■ Data supplied:
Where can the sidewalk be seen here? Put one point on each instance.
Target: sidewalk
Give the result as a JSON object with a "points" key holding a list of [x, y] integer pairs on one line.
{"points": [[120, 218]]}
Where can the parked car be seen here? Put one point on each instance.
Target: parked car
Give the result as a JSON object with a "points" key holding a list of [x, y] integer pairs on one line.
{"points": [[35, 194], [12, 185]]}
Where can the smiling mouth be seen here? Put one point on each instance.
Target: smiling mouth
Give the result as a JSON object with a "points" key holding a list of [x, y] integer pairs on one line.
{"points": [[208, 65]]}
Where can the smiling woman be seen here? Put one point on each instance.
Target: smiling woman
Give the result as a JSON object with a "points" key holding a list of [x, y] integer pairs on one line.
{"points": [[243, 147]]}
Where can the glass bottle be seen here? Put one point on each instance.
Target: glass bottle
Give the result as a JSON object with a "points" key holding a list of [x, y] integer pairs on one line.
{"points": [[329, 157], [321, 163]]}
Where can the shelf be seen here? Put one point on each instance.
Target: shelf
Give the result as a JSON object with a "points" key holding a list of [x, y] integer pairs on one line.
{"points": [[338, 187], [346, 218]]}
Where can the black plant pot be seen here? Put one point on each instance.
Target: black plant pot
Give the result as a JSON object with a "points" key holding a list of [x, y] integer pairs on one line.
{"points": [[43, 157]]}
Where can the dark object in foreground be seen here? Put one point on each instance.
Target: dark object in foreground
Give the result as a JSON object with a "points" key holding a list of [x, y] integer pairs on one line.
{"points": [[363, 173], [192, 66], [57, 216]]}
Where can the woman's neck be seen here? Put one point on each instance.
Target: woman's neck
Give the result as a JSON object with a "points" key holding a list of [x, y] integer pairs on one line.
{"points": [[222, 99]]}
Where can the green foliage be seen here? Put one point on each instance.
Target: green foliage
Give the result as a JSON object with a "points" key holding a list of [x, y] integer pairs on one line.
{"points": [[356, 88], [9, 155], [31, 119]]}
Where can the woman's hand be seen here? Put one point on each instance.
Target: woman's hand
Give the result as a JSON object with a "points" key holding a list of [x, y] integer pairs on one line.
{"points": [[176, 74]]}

■ Task instructions: Can you output every line of the entries above as a JSON list of strings, one string per line, with blank lines left out?

■ Completed task:
[
  "Where can the sidewalk be seen here? Put one point on each instance.",
  "Target: sidewalk",
  "Give the result as a JSON object with a \"points\" key holding a list of [x, y] integer pairs on one line.",
  "{\"points\": [[120, 218]]}",
  "Where can the parked car be seen here? Put one point on each instance.",
  "Target: parked car",
  "Give the result as a JSON object with a \"points\" key holding a list of [x, y] integer pairs on one line.",
  "{\"points\": [[35, 194], [12, 185]]}",
  "Where can the smiling mouth be seen here? Put one point on each instance.",
  "Target: smiling mouth",
  "Give the result as a JSON object with a \"points\" key holding a list of [x, y] integer pairs on one line.",
  "{\"points\": [[208, 65]]}",
  "Where can the smiling woman be seen here? Put one point on each instance.",
  "Target: smiling woman",
  "Give the result as a JSON object with a \"points\" key holding a list of [x, y] integer pairs on one line.",
  "{\"points\": [[243, 147]]}",
  "Where can the glass bottle be seen here? Put one point on each instance.",
  "Target: glass bottle",
  "Give the result as a JSON object with a \"points\" key holding a list of [x, y] integer pairs on one line.",
  "{\"points\": [[329, 157], [321, 163]]}",
  "Where can the shelf be seen here? Put one point on each instance.",
  "Target: shelf",
  "Give the result as a JSON object with a \"points\" key holding a list of [x, y] integer pairs on one line.",
  "{\"points\": [[338, 187], [346, 218]]}",
  "Where can the black plant pot be seen here? Put one point on each instance.",
  "Target: black plant pot",
  "Give the result as a JSON object with a \"points\" key holding a list of [x, y] integer pairs on one line.",
  "{\"points\": [[43, 157]]}",
  "Where can the dark object in foreground be seen here? Put one point on each instance.",
  "Target: dark object in foreground",
  "Give the result as a JSON object with a \"points\" key holding a list of [x, y] integer pairs on one line.",
  "{\"points\": [[363, 173], [192, 66], [57, 216]]}",
  "Where can the woman's neck be seen here? Put one point on each instance.",
  "Target: woman's neck",
  "Give the result as a JSON object with a \"points\" key holding a list of [x, y] integer pairs on one line.",
  "{\"points\": [[222, 99]]}",
  "Where can the green foliage be seen here? Put one point on each instance.",
  "Target: green foliage",
  "Give the result as a JSON object with a \"points\" key holding a list of [x, y] integer pairs on one line.",
  "{\"points\": [[356, 88], [9, 155], [31, 119]]}",
  "Where can the woman's hand be seen here? Put one point on each instance.",
  "Target: woman's hand",
  "Give the result as a JSON object with a \"points\" key holding a list of [x, y] integer pairs on one line.",
  "{\"points\": [[176, 74]]}"
]